Tapping with impatience

Trying to recover from the fog of anesthesia, I recall there was a video the physical therapist showed me after waking up from the second surgery. What really helped my memory was that my Mom sent that video to me to review. It is still on my desktop, this nine second video. What is the significance of it?

The video was taken in the OR and center stage is my right foot. While playing it you can see the foot moving from pointed to flexed and all of it is possible with the use of the implanted cuff electrode and electrical stimulation. That was pretty awesome to see, but the real excitement around that video is the fact that regardless of what we tried before the surgery we could not get a response while using surface stimulation. In the video, the movement of my foot was all possible due to the implanted nerve cuff technology.

For the past three years, I lost sensation in the right foot and have been struggling with swelling to a point that I could only wear specific sandals and other soft shoes. It was not just the loss of sensation and the added swelling, it was the fact that I slowly lost the ability for my ankle to flex using surface stimulation. Fast forward to today, during surgery the team was able to decompress the nerve below the knee in the front of my right leg. The decompression is a release of excess connective tissue that had formed around it — like carpal tunnel syndrome in my calf. The swelling has gone away. Slowly the sensation is returning too. At first, I felt tingling in my foot and now it has evolved to feeling sensations such as heat and sharper pain.

The day after the second surgery and still in Cleveland, I was summoned to the Motion Study Lab at the Louis Stokes VA Medical Center. We were going to do one more test of the system before I headed home. They tested the system in the OR but this was one more check to make sure everything worked before the next few long weeks of limited activity that I’d have to endure while the incisions healed and the body encapsulates the new hardware.

(EXERCISE DATA)
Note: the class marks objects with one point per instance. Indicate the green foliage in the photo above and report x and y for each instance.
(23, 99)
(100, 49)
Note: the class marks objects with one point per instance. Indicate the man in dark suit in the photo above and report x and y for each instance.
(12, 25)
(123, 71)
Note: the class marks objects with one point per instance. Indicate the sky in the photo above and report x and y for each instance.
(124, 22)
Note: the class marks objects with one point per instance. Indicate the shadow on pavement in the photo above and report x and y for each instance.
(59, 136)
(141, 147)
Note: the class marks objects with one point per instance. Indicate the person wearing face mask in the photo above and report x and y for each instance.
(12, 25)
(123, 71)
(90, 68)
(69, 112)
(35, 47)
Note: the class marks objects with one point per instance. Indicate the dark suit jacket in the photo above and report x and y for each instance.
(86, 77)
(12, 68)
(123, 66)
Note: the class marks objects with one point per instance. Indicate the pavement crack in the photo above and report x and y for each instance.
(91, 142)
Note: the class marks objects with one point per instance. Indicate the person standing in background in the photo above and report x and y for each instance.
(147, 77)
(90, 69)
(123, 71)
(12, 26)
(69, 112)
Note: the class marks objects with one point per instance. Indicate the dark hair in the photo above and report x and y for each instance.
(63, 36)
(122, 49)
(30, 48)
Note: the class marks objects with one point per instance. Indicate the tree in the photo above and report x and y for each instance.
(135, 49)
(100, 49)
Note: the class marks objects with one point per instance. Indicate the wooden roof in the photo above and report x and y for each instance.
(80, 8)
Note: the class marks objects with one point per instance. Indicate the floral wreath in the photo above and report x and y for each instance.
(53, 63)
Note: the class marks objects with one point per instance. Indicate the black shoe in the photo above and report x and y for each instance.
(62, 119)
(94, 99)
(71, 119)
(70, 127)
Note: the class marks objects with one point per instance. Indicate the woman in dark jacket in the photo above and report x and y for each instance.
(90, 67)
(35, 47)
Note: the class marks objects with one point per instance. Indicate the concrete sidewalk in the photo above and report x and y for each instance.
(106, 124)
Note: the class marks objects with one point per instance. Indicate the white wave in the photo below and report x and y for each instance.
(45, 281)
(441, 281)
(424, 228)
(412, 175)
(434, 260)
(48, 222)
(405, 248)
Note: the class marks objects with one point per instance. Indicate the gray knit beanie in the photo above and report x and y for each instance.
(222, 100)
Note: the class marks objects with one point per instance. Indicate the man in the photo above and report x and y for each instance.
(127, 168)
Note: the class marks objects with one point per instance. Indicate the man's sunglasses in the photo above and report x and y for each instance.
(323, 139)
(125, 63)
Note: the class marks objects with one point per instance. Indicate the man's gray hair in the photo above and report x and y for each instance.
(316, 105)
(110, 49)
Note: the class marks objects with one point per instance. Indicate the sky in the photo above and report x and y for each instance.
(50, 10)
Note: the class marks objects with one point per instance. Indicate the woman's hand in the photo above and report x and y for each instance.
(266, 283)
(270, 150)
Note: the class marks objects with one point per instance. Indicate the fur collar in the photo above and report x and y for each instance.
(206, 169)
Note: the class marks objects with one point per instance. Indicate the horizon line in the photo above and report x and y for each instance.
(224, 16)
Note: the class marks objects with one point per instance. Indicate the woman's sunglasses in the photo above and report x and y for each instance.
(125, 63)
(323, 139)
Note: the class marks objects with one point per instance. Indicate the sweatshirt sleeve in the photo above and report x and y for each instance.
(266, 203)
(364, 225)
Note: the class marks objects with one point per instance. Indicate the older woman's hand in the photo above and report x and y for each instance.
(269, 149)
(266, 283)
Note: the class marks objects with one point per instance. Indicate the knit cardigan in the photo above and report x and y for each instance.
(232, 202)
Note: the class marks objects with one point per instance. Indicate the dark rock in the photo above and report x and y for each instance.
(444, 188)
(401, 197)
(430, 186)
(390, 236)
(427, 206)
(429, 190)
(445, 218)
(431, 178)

(ACTIVITY)
In the account of recovering from nerve surgery, where was the writer summoned the day after the second surgery?

(ANSWER BOX)
The Motion Study Lab at the Louis Stokes VA Medical Center.